Using the entries below, return word for word the lines from the one containing "In this picture, where can the roof" up to and including the last.
**** Input rows
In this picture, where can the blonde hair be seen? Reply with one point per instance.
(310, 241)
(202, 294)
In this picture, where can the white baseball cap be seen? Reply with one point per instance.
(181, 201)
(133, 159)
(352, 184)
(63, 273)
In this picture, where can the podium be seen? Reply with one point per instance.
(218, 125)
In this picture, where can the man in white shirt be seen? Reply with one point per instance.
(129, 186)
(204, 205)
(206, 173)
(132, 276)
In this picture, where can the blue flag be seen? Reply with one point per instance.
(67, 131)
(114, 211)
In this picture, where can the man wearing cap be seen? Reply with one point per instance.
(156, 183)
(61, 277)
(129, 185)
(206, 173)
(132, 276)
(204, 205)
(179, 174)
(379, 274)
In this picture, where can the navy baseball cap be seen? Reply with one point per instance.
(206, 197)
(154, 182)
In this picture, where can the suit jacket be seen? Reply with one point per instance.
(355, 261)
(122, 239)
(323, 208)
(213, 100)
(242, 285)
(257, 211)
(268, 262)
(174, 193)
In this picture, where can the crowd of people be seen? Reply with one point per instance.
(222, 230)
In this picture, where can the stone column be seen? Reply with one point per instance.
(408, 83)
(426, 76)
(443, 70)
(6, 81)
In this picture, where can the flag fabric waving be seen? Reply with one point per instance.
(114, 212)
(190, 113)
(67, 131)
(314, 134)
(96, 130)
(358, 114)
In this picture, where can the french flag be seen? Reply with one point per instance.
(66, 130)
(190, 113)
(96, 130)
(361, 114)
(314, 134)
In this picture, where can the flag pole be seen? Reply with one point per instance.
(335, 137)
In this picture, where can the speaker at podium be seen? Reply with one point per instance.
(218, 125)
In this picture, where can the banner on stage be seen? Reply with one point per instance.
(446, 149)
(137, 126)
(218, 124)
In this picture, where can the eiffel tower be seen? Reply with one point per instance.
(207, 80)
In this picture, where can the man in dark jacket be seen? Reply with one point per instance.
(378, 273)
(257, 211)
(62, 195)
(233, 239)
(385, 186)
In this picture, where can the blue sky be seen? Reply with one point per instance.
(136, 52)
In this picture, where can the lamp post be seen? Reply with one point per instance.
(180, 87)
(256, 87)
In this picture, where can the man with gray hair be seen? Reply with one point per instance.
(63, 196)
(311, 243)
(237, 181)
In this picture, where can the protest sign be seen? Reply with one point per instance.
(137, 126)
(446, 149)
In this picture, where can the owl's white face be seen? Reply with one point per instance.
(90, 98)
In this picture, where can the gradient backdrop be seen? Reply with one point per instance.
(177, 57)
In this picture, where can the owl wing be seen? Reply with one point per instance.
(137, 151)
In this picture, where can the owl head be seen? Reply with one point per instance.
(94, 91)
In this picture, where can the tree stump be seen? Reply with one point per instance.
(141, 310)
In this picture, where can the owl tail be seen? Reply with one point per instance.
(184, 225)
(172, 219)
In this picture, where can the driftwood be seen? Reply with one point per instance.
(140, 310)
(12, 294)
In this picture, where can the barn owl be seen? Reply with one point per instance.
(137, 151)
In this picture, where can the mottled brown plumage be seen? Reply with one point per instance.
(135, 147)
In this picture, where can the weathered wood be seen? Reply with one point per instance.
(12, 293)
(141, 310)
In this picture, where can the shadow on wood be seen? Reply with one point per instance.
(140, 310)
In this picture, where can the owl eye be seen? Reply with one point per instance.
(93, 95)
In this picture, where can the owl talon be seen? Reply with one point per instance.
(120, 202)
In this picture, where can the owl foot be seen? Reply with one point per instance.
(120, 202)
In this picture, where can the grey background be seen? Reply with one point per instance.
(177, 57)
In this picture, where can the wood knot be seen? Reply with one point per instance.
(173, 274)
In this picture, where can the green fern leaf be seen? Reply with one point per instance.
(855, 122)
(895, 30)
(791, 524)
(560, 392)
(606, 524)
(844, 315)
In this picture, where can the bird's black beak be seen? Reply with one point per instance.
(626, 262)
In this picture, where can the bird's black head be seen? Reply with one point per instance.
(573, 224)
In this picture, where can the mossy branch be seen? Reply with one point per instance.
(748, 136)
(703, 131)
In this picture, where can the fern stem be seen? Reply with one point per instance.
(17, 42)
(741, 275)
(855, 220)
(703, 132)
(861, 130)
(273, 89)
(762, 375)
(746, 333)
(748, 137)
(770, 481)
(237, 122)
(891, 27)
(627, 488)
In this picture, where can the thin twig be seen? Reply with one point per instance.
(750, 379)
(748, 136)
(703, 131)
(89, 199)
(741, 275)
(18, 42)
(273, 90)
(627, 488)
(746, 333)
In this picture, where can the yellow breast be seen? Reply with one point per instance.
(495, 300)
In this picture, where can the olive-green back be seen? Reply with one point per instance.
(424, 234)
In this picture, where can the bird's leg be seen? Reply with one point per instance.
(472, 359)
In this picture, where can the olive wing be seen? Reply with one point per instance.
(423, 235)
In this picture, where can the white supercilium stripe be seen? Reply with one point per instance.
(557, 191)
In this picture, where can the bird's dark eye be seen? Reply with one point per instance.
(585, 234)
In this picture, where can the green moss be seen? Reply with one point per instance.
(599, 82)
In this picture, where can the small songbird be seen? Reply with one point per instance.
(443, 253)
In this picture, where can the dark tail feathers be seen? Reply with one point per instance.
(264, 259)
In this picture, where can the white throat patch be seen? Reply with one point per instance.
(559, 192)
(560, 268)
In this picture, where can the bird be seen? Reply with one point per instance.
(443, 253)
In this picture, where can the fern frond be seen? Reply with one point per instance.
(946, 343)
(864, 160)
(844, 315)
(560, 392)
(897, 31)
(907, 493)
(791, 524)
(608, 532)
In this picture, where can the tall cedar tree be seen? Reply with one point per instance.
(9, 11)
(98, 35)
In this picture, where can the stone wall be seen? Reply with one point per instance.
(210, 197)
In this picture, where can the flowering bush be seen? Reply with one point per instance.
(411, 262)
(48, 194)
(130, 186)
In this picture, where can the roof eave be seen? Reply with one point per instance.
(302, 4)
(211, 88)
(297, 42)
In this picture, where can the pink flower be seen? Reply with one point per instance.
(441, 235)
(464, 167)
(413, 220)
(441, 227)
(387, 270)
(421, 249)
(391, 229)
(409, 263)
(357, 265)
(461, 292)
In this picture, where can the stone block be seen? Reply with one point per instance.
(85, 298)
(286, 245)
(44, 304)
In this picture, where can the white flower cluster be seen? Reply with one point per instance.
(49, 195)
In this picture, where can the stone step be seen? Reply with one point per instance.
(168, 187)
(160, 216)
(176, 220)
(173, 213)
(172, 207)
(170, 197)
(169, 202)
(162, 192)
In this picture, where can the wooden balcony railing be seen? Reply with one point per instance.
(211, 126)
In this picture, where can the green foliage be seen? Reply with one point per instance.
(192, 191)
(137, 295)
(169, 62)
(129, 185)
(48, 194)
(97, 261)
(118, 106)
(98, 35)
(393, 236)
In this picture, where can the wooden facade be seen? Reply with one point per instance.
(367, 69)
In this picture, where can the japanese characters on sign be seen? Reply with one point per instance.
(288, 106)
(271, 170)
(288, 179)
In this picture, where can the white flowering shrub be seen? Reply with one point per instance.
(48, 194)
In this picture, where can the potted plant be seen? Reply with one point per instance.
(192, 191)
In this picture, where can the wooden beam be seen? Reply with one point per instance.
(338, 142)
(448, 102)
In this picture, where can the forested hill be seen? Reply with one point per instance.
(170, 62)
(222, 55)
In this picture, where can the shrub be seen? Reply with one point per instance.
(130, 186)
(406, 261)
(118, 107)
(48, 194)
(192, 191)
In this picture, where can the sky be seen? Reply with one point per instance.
********
#### Final answer:
In this picture, where can the roof eave be seen? Reply with one point per instance.
(302, 4)
(211, 88)
(297, 42)
In this picture, where can the pink flower be seen? Reply with one point per instance.
(441, 235)
(464, 167)
(413, 220)
(441, 227)
(387, 270)
(421, 249)
(391, 229)
(409, 263)
(357, 265)
(461, 292)
In this picture, where can the stone block be seen? Reply with one point per instance.
(85, 298)
(286, 245)
(44, 304)
In this picture, where can the white flower cluster be seen? Reply with one point per instance.
(49, 195)
In this picture, where can the stone step be seen? Reply with one point per instance.
(168, 187)
(160, 216)
(176, 220)
(173, 213)
(172, 207)
(170, 197)
(169, 202)
(162, 192)
In this picture, where can the wooden balcony railing be seen? Reply with one point per instance.
(211, 126)
In this picture, where can the green foliage be seen? Reply with one point per instance.
(192, 191)
(137, 295)
(169, 62)
(129, 185)
(48, 194)
(97, 261)
(118, 106)
(98, 35)
(393, 236)
In this picture, where can the wooden facade be seen? Reply with one point per instance.
(367, 69)
In this picture, where can the japanese characters on sign be seen? Reply with one point per instance.
(288, 106)
(271, 170)
(288, 179)
In this picture, where can the white flowering shrub be seen? Reply with one point per instance.
(48, 194)
In this picture, where can the potted plant be seen? Reply with one point per instance.
(192, 191)
In this picture, where can the wooden beam be seen? Reply with one point per instance.
(338, 142)
(448, 102)
In this picture, where can the forested hill be seen? Reply with one point per instance.
(170, 62)
(222, 55)
In this picture, where can the shrub be seen? Reply with one point per instance.
(130, 186)
(406, 261)
(118, 107)
(48, 194)
(192, 191)
In this picture, where can the sky be seen? Reply with one point per instance.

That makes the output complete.